### EXERCISE
Arrange the lines below as a numbered list, leaving out any blank lines.

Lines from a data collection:

----

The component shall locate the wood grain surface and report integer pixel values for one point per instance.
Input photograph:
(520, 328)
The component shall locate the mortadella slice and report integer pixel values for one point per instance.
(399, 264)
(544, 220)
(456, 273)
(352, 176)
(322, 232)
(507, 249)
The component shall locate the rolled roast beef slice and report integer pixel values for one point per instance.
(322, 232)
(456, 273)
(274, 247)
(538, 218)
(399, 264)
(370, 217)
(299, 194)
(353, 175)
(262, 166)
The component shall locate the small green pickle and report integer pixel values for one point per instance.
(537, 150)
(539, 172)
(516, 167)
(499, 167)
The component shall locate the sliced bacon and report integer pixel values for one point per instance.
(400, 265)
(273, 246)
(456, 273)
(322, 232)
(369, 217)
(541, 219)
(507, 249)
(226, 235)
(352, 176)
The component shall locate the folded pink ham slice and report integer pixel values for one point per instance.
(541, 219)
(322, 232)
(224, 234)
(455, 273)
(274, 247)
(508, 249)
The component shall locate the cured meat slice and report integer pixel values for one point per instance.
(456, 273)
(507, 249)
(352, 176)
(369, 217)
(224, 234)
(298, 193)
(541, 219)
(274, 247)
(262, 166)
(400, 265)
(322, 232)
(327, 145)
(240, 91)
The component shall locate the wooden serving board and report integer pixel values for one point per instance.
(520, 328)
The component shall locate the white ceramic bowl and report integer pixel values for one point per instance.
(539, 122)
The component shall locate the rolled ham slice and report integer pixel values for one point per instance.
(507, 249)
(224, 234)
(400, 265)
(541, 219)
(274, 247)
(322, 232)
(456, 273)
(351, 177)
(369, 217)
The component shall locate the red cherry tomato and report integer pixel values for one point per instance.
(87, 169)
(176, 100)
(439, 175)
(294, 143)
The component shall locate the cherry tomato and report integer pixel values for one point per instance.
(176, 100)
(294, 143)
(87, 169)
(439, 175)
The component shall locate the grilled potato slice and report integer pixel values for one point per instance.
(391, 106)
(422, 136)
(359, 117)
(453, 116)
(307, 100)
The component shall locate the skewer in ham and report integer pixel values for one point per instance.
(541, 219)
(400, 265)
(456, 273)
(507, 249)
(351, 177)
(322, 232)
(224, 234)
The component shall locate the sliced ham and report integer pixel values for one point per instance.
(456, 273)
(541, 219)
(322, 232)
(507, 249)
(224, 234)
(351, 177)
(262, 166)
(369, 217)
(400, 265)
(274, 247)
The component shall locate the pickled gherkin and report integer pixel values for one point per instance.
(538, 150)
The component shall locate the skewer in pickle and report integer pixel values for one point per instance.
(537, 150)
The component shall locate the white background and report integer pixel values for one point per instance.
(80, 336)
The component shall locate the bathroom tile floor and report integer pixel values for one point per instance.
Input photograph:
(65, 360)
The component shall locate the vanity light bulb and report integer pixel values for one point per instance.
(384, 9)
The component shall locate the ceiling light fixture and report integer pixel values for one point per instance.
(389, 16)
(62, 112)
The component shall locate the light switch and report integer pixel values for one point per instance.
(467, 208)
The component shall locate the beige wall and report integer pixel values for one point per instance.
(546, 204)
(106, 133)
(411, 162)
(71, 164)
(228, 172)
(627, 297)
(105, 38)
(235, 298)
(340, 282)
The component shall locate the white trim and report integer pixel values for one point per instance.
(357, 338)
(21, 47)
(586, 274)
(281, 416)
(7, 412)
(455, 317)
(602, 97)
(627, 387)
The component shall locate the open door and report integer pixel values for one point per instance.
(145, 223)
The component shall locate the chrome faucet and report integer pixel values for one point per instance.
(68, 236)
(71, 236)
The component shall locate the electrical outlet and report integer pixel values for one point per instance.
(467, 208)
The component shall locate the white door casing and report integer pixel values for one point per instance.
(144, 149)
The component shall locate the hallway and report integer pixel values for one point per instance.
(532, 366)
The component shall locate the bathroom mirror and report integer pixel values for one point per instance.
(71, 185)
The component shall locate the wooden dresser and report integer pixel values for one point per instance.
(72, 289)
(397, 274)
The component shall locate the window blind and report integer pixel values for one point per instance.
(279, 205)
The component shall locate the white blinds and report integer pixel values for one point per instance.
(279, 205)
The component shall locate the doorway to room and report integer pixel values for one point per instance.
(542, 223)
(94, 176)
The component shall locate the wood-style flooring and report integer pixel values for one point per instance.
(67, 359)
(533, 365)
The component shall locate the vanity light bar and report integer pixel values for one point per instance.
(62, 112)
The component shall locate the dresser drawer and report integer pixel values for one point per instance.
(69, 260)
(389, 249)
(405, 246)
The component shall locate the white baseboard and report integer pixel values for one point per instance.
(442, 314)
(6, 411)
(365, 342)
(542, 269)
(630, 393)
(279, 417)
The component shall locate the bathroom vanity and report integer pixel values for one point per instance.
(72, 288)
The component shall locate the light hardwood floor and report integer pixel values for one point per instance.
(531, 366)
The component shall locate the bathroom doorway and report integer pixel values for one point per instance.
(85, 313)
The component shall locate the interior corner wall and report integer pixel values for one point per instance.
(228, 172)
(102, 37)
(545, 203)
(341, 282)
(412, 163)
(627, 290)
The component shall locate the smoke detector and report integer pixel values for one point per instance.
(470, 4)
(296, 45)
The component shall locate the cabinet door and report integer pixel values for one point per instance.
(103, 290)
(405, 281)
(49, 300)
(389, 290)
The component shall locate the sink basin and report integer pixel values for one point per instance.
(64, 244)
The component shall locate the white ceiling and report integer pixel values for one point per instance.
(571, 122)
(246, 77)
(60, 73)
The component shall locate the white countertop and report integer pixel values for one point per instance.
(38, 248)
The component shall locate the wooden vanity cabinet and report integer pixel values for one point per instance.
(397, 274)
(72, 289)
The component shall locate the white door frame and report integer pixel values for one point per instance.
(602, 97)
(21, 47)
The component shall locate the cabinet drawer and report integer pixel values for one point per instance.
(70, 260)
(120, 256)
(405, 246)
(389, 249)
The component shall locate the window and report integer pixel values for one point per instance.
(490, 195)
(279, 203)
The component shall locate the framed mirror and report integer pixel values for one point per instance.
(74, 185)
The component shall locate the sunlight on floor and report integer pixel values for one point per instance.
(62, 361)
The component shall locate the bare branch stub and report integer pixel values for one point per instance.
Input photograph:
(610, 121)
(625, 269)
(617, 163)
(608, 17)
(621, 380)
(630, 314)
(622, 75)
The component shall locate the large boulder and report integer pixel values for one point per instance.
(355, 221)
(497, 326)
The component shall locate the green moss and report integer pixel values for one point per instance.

----

### THE COMPLETED TASK
1. The component shall locate the wood grain surface and report integer pixel values for one point per instance.
2. Input photograph:
3. (520, 328)
4. The component shall locate the mortadella slice and report integer pixel values for one point per instance.
5. (399, 264)
6. (544, 220)
7. (456, 273)
8. (352, 176)
9. (322, 232)
10. (507, 249)
11. The component shall locate the rolled roast beef slice and report integer pixel values for one point per instance.
12. (322, 232)
13. (456, 273)
14. (274, 247)
15. (538, 218)
16. (399, 264)
17. (370, 217)
18. (299, 194)
19. (353, 175)
20. (262, 166)
21. The component shall locate the small green pickle and report integer pixel values for one point per instance.
22. (537, 150)
23. (539, 172)
24. (516, 167)
25. (499, 167)
26. The component shall locate the sliced bacon and report integer pixel values for one point per instance.
27. (400, 265)
28. (273, 246)
29. (456, 273)
30. (322, 232)
31. (369, 217)
32. (541, 219)
33. (507, 249)
34. (226, 235)
35. (352, 176)
36. The component shall locate the folded pink ham slice and report integer pixel values for one point per instance.
37. (541, 219)
38. (322, 232)
39. (224, 234)
40. (455, 273)
41. (274, 247)
42. (508, 249)
43. The component shall locate the cured meat slice and report integer pixel values for one point per instance.
44. (456, 273)
45. (507, 249)
46. (352, 176)
47. (369, 217)
48. (224, 234)
49. (298, 193)
50. (541, 219)
51. (274, 247)
52. (262, 166)
53. (400, 265)
54. (322, 232)
55. (327, 145)
56. (240, 91)
57. The component shall locate the wooden serving board and report integer pixel values for one point per instance.
58. (520, 328)
59. The component shall locate the white ceramic bowl and report integer pixel values for one point per instance.
60. (539, 122)
61. The component shall locate the rolled ham slice and report integer pixel values for one point per instance.
62. (507, 249)
63. (224, 234)
64. (400, 265)
65. (541, 219)
66. (274, 247)
67. (322, 232)
68. (456, 273)
69. (351, 177)
70. (369, 217)
71. The component shall locate the red cherry tomato and report integer pixel values for one point per instance.
72. (87, 169)
73. (176, 100)
74. (439, 175)
75. (294, 143)
76. The component shall locate the cherry tomato and report integer pixel values for one point per instance.
77. (176, 100)
78. (294, 143)
79. (87, 169)
80. (439, 175)
81. The component shall locate the grilled potato slice and report integer pixel values for one point per instance.
82. (391, 106)
83. (422, 136)
84. (359, 117)
85. (453, 116)
86. (307, 100)
87. The component shall locate the skewer in ham and report integer pixel values for one point per instance.
88. (541, 219)
89. (400, 265)
90. (456, 273)
91. (507, 249)
92. (351, 177)
93. (322, 232)
94. (224, 234)
95. The component shall locate the sliced ham and report integer pixel values for one point per instance.
96. (456, 273)
97. (541, 219)
98. (322, 232)
99. (507, 249)
100. (224, 234)
101. (351, 177)
102. (262, 166)
103. (369, 217)
104. (400, 265)
105. (274, 247)
106. The component shall locate the pickled gherkin and report integer pixel values for one point per instance.
107. (538, 150)
108. The component shall locate the skewer in pickle and report integer pixel values for one point per instance.
109. (537, 150)
110. The component shall locate the white background and report integer pixel values for one point per instance.
111. (80, 336)
112. The component shall locate the bathroom tile floor and report integer pixel values for one point per instance.
113. Input photograph:
114. (65, 360)
115. The component shall locate the vanity light bulb and report integer pixel values for one point per instance.
116. (384, 9)
117. The component shall locate the ceiling light fixture and report integer pixel values for one point per instance.
118. (389, 16)
119. (62, 112)
120. The component shall locate the light switch and report integer pixel values for one point per instance.
121. (467, 208)
122. The component shall locate the beige wall and report integer pixel values for one point per instance.
123. (546, 204)
124. (106, 133)
125. (411, 162)
126. (71, 164)
127. (228, 172)
128. (627, 297)
129. (105, 38)
130. (235, 298)
131. (340, 282)
132. The component shall locate the white trim and report integer pixel values for one point per instance.
133. (357, 338)
134. (21, 47)
135. (586, 274)
136. (281, 416)
137. (7, 412)
138. (455, 317)
139. (602, 97)
140. (627, 387)
141. The component shall locate the open door and report integer pixel values for one point per instance.
142. (145, 223)
143. The component shall locate the chrome faucet and report integer pixel values for one point per instance.
144. (68, 236)
145. (71, 236)
146. The component shall locate the electrical outlet and report integer pixel values for one point per instance.
147. (467, 208)
148. The component shall locate the white door casing and report integer pixel values for one point per instance.
149. (144, 149)
150. The component shall locate the hallway and report integer pixel values for one point per instance.
151. (532, 366)
152. The component shall locate the bathroom mirror and report integer pixel values for one point per instance.
153. (71, 185)
154. The component shall locate the wooden dresser and report integer pixel values for one point per instance.
155. (72, 289)
156. (397, 274)
157. The component shall locate the window blind and report integer pixel values for one point per instance.
158. (279, 205)
159. The component shall locate the white blinds and report integer pixel values for one point per instance.
160. (279, 205)
161. The component shall locate the doorway to room and report integer pixel values for one point per instance.
162. (542, 223)
163. (94, 176)
164. The component shall locate the wood-style flooring and report integer pixel values for one point per instance.
165. (67, 359)
166. (533, 365)
167. The component shall locate the vanity light bar and report integer pixel values for one point per instance.
168. (62, 112)
169. The component shall locate the dresser drawer and report integer pixel values for one point per instance.
170. (69, 260)
171. (389, 249)
172. (405, 246)
173. The component shall locate the white baseboard and report integer pixel values for one point per instance.
174. (442, 314)
175. (6, 411)
176. (365, 342)
177. (542, 269)
178. (630, 393)
179. (279, 417)
180. The component shall locate the bathroom vanity and report integer pixel values for one point per instance.
181. (72, 288)
182. The component shall locate the light hardwood floor and report integer pixel values for one point per instance.
183. (531, 366)
184. The component shall locate the bathroom doorway and report integer pixel values for one point per instance.
185. (85, 313)
186. The component shall locate the interior corner wall and report integer pixel values for one point per instance.
187. (228, 172)
188. (102, 37)
189. (545, 203)
190. (341, 282)
191. (412, 163)
192. (627, 290)
193. The component shall locate the smoke detector and report integer pixel values for one point per instance.
194. (470, 4)
195. (296, 45)
196. The component shall locate the cabinet door and report integer pixel values for one point per instance.
197. (103, 290)
198. (405, 281)
199. (49, 300)
200. (389, 290)
201. The component shall locate the sink basin and report integer pixel values for one point per instance.
202. (64, 244)
203. The component shall locate the white ceiling and report integer pixel values for one point per instance.
204. (571, 122)
205. (246, 77)
206. (60, 73)
207. The component shall locate the white countertop and report integer pixel values for one point per instance.
208. (38, 248)
209. The component shall locate the wooden vanity cabinet and report integer pixel values for one point per instance.
210. (397, 274)
211. (72, 289)
212. The component shall locate the white door frame and report integer pixel values for one point per instance.
213. (602, 97)
214. (21, 47)
215. The component shall locate the cabinet drawer and report integer pixel values for one point per instance.
216. (70, 260)
217. (120, 256)
218. (405, 246)
219. (389, 249)
220. The component shall locate the window and report integer pixel values for one point per instance.
221. (490, 195)
222. (279, 203)
223. The component shall locate the framed mirror and report integer pixel values for one point per instance.
224. (74, 185)
225. The component shall locate the sunlight on floor and report integer pixel values for one point per instance.
226. (62, 361)
227. The component shall locate the bare branch stub and report integer pixel values for one point per instance.
228. Input photograph:
229. (610, 121)
230. (625, 269)
231. (617, 163)
232. (608, 17)
233. (621, 380)
234. (630, 314)
235. (622, 75)
236. The component shall locate the large boulder and report integer pixel values for one point per instance.
237. (355, 221)
238. (497, 326)
239. The component shall locate the green moss and report integer pixel values for one point per instance.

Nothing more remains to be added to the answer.